# Aufgabe 1
Erkläre anhand des Textauszugs zur Zinsrichtlinie in ein bis drei Sätzen, warum die Bundesrepublik ein eigenständiges Zinsabkommen mit der Schweiz abgeschlossen hat.

★ ★ ★

1 Systematische Einordnung

Zinsrichtlinie und Zinsabkommen, insbesondere das Zinsabkommen Deutschland-Schweiz, dienen der Verhinderung der Verlagerung von Kapitalvermögen in niedrig besteuernde Gebiete oder in Gebiete, in denen infolge des strikten Bankgeheimnisses unversteuertes Vermögen ("Schwarzgeld") angelegt werden kann.

Zur Vermeidung einer solchen missbräuchlichen Verlagerung von Kapitalvermögen zwischen Staaten der EU wurde die Zinsrichtlinie erlassen.[1]

Die EU hat mit der Schweiz und einigen anderen Finanzzentren, wie den Kanalinseln, Isle of Man, Anguilla, Aruba, Britische Jungferninseln, Cayman-Inseln, Montserrat, Niederländischen Antillen und den Turks- und Caicosinseln, entsprechende Verträge abgeschlossen. Die Vereinbarung mit der Schweiz wurde im Rahmen der Bilaterale-II-Verträge getroffen.[2] Als Gegenleistung für das Entgegenkommen der Schweiz bezüglich der Besteuerung von Zinserträgen hat die EU die Geltung der Mutter-Tochter-Richtlinie und der Zins- und Lizenzrichtlinie auf die Schweiz ausgedehnt.[3]

Da das EU-Zinsabkommen mit der Schweiz das Problem der Verlagerung von Kapitalvermögen nicht gänzlich löst, hat die Bundesrepublik ein eigenständiges Zinsabkommen mit der Schweiz abgeschlossen (international "Rubik-Agreement" genannt).[4] Dieses Abkommen ist wegen seiner Ablehnung durch den Deutschen Bundesrat nicht in Kraft getreten.

★ ★ ★

# Aufgabe 2
Übertrage die Datensätze in eine CSV mit den zwei Spalten eingabe und ausgabe, beginnend mit dem ersten Datensatz bis einschließlich der Zeile mit "[[618, 107]]". Lege je Datensatz eine Zeile mit dessen Text und der zugehörigen Antwort an, jedes Feld in Anführungszeichen und mit Leerzeichen statt Zeilenumbrüchen.

★ ★ ★

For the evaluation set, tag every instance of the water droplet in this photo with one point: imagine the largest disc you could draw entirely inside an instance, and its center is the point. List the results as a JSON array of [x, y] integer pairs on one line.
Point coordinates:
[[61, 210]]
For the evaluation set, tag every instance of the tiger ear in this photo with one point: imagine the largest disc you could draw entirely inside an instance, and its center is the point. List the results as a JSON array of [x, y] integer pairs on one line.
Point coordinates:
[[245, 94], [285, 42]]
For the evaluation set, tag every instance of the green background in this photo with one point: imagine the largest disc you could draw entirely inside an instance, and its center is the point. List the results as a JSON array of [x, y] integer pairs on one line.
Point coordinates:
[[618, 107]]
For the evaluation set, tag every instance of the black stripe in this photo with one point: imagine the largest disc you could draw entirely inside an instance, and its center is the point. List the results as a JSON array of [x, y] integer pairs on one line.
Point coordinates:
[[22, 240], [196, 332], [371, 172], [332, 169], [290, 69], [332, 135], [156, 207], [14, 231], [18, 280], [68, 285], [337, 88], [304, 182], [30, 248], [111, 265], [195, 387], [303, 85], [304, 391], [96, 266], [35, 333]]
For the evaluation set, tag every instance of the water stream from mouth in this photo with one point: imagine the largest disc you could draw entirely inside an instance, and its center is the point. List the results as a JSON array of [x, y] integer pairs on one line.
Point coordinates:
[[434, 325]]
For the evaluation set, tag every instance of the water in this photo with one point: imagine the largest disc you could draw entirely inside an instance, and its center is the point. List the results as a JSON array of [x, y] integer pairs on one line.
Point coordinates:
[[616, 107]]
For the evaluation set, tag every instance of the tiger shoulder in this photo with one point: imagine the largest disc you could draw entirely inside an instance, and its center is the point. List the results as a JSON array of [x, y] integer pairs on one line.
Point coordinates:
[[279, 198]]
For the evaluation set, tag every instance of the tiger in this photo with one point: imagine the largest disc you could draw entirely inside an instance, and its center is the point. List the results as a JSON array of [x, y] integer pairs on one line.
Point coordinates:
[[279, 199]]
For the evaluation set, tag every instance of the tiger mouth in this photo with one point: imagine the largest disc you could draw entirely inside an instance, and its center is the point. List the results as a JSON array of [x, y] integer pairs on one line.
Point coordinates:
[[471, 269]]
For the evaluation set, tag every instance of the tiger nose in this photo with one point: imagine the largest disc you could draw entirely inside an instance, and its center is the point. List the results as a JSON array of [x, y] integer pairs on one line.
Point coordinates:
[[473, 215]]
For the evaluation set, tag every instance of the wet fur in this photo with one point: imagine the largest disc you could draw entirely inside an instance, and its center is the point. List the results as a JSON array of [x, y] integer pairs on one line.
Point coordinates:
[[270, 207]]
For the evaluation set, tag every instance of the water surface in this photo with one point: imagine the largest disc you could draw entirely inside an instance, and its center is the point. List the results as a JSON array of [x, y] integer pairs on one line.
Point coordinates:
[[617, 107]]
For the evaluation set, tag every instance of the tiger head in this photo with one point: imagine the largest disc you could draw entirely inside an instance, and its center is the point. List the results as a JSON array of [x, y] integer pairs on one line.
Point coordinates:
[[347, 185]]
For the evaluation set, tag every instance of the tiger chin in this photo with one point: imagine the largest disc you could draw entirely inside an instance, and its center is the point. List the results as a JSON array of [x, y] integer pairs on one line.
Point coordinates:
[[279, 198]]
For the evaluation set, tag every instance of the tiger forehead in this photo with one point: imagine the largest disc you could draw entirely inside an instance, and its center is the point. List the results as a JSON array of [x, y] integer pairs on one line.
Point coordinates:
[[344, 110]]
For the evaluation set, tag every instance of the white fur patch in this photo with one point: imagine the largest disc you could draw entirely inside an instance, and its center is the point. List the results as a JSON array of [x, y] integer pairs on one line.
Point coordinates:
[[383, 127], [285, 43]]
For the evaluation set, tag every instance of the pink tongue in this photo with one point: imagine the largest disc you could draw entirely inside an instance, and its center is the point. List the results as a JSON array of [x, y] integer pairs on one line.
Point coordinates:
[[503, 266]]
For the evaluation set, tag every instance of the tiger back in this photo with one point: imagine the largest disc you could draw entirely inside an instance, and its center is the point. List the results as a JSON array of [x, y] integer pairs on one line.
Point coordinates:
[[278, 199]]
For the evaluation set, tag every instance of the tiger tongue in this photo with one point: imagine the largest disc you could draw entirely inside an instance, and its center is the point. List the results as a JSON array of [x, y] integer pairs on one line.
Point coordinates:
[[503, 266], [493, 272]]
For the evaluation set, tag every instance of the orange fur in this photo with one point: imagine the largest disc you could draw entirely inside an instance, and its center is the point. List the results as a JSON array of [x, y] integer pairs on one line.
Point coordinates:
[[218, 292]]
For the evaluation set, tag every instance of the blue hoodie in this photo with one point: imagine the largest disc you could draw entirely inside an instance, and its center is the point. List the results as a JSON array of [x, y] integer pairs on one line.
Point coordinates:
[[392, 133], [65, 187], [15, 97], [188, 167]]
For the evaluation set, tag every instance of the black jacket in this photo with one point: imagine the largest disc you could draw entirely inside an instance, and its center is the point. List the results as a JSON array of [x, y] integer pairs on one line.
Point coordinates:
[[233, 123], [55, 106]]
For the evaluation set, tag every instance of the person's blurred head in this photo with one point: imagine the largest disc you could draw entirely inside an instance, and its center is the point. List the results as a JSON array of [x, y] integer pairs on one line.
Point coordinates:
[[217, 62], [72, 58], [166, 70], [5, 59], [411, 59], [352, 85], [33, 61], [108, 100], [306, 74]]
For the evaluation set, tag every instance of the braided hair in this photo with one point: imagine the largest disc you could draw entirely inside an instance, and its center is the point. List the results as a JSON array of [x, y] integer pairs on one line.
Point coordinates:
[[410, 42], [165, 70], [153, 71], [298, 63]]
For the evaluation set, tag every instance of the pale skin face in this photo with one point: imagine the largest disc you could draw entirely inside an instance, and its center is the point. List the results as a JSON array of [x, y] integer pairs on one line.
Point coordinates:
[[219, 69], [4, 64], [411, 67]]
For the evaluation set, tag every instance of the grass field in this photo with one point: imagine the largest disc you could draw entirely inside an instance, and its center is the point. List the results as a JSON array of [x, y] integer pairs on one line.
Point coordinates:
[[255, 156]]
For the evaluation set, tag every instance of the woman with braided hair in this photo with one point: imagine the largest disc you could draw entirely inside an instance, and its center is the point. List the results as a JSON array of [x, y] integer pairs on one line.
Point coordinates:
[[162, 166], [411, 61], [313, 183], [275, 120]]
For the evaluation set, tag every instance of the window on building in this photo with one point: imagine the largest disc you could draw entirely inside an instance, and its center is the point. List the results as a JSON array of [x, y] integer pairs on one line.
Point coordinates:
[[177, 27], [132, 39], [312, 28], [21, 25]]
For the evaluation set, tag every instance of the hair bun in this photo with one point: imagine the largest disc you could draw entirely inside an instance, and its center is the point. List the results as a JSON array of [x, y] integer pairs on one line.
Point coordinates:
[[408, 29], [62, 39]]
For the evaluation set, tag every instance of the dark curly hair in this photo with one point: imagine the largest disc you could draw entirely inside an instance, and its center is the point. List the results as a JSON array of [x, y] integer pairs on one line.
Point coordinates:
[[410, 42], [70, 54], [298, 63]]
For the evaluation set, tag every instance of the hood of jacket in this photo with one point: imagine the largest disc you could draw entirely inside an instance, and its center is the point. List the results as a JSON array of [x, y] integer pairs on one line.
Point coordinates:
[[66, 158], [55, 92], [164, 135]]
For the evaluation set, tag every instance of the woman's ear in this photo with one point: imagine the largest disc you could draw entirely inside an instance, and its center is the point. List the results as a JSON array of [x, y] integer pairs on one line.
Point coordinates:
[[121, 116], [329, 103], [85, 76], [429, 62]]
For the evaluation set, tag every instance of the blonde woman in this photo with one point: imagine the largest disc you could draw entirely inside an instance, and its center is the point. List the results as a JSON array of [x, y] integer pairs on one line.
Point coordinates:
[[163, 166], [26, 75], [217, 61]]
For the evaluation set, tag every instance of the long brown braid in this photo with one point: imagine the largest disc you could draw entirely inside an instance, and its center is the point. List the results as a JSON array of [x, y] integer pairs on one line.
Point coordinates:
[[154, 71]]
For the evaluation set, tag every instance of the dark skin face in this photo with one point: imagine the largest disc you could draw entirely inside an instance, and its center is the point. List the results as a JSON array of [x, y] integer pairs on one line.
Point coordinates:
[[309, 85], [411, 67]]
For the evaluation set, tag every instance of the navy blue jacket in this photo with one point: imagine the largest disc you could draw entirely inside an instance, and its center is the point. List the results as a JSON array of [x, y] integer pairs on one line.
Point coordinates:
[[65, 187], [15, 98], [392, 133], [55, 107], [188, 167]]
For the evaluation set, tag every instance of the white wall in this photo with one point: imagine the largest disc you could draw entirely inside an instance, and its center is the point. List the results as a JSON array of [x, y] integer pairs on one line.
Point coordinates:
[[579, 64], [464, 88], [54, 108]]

★ ★ ★

# Musterlösung 1
Die Bundesrepublik hat ein eigenständiges Zinsabkommen mit der Schweiz abgeschlossen, weil das EU-Zinsabkommen mit der Schweiz das Problem der Verlagerung von Kapitalvermögen nicht gänzlich löst.

# Musterlösung 2
eingabe,ausgabe
"For the evaluation set, tag every instance of the water droplet in this photo with one point: imagine the largest disc you could draw entirely inside an instance, and its center is the point. List the results as a JSON array of [x, y] integer pairs on one line. Point coordinates:","[[61, 210]]"
"For the evaluation set, tag every instance of the tiger ear in this photo with one point: imagine the largest disc you could draw entirely inside an instance, and its center is the point. List the results as a JSON array of [x, y] integer pairs on one line. Point coordinates:","[[245, 94], [285, 42]]"
"For the evaluation set, tag every instance of the green background in this photo with one point: imagine the largest disc you could draw entirely inside an instance, and its center is the point. List the results as a JSON array of [x, y] integer pairs on one line. Point coordinates:","[[618, 107]]"